Segment Open
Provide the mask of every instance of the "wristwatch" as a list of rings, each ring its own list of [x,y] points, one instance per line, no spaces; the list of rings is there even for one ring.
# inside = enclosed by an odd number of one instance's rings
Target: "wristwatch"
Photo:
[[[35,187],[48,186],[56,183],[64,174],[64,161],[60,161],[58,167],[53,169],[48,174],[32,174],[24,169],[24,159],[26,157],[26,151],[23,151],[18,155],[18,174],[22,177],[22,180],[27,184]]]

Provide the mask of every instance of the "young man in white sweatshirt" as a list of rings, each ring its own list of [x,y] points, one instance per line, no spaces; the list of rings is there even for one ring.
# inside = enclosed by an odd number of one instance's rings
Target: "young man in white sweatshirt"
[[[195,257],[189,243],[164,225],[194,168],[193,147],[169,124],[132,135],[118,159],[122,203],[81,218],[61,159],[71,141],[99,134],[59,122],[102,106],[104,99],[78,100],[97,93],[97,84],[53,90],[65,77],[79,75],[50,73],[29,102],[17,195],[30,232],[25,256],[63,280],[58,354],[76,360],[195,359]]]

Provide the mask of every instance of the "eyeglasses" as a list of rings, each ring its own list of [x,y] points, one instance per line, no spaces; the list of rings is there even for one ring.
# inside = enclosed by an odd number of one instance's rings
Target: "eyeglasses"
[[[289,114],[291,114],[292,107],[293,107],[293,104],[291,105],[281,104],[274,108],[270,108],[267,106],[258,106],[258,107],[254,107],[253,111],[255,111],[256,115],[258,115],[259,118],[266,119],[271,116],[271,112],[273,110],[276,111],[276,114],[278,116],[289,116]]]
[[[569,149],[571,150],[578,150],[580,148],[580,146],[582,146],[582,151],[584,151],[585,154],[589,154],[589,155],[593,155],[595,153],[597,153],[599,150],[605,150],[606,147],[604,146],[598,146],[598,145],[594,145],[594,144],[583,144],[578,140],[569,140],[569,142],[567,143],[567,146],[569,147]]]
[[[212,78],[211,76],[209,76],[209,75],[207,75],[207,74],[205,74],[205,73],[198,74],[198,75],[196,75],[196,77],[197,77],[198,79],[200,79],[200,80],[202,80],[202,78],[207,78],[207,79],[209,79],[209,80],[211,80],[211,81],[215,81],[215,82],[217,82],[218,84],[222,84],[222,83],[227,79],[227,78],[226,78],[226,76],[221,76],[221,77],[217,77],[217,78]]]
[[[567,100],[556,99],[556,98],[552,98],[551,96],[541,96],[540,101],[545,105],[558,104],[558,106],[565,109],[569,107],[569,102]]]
Segment Closed
**Directions**.
Write down every record shown above precisely.

**Response to the task**.
Provide the mask of every instance of the "wristwatch" as a list of rings, each ring its own list of [x,y] points, one instance per line, no spaces; the list of rings is there even for one ring.
# inside = enclosed by an odd number of one instance's rings
Target: "wristwatch"
Photo:
[[[35,187],[48,186],[56,183],[64,174],[64,161],[60,161],[58,167],[53,169],[48,174],[32,174],[24,169],[24,159],[26,157],[26,151],[23,151],[18,155],[18,174],[22,177],[22,180],[27,184]]]

Provide the mask of every instance of the "young man in white sweatshirt" as a list of rings, each ring its own list of [x,y] points, one instance per line, no spaces; the list of rings is there even for one ring.
# inside = enclosed by an odd number of one instance's rings
Target: "young man in white sweatshirt"
[[[195,257],[189,243],[164,225],[194,168],[193,147],[169,124],[132,135],[118,159],[122,203],[81,218],[61,159],[71,141],[99,134],[59,122],[102,106],[104,99],[78,100],[97,93],[97,84],[53,90],[65,77],[79,75],[50,73],[29,102],[17,195],[30,232],[25,256],[63,280],[58,354],[76,360],[195,359]]]

Provide the mask of every instance of the "eyeglasses" as a list of rings, each ring its own list of [x,y] points, one instance per line, no spaces; the list of rings is there even for one ring.
# inside = enclosed by an odd number of one instance's rings
Target: "eyeglasses"
[[[289,114],[291,114],[292,107],[293,107],[293,104],[291,105],[281,104],[274,108],[270,108],[267,106],[258,106],[258,107],[254,107],[253,111],[255,111],[256,115],[258,115],[259,118],[266,119],[271,116],[271,112],[273,110],[276,111],[276,114],[278,116],[289,116]]]
[[[569,149],[571,150],[578,150],[580,148],[580,146],[582,146],[582,151],[584,151],[585,154],[589,154],[589,155],[593,155],[595,153],[597,153],[599,150],[605,150],[606,147],[604,146],[598,146],[598,145],[594,145],[594,144],[583,144],[578,140],[569,140],[569,142],[567,143],[567,146],[569,147]]]
[[[212,78],[211,76],[209,76],[209,75],[207,75],[207,74],[205,74],[205,73],[198,74],[198,75],[196,75],[196,77],[197,77],[198,79],[200,79],[200,80],[202,80],[202,78],[207,78],[207,79],[209,79],[209,80],[211,80],[211,81],[215,81],[215,82],[217,82],[218,84],[222,84],[222,83],[227,79],[227,78],[226,78],[226,76],[221,76],[221,77],[217,77],[217,78]]]
[[[567,100],[556,99],[556,98],[552,98],[551,96],[541,96],[540,101],[545,105],[558,104],[558,106],[565,109],[569,107],[569,102]]]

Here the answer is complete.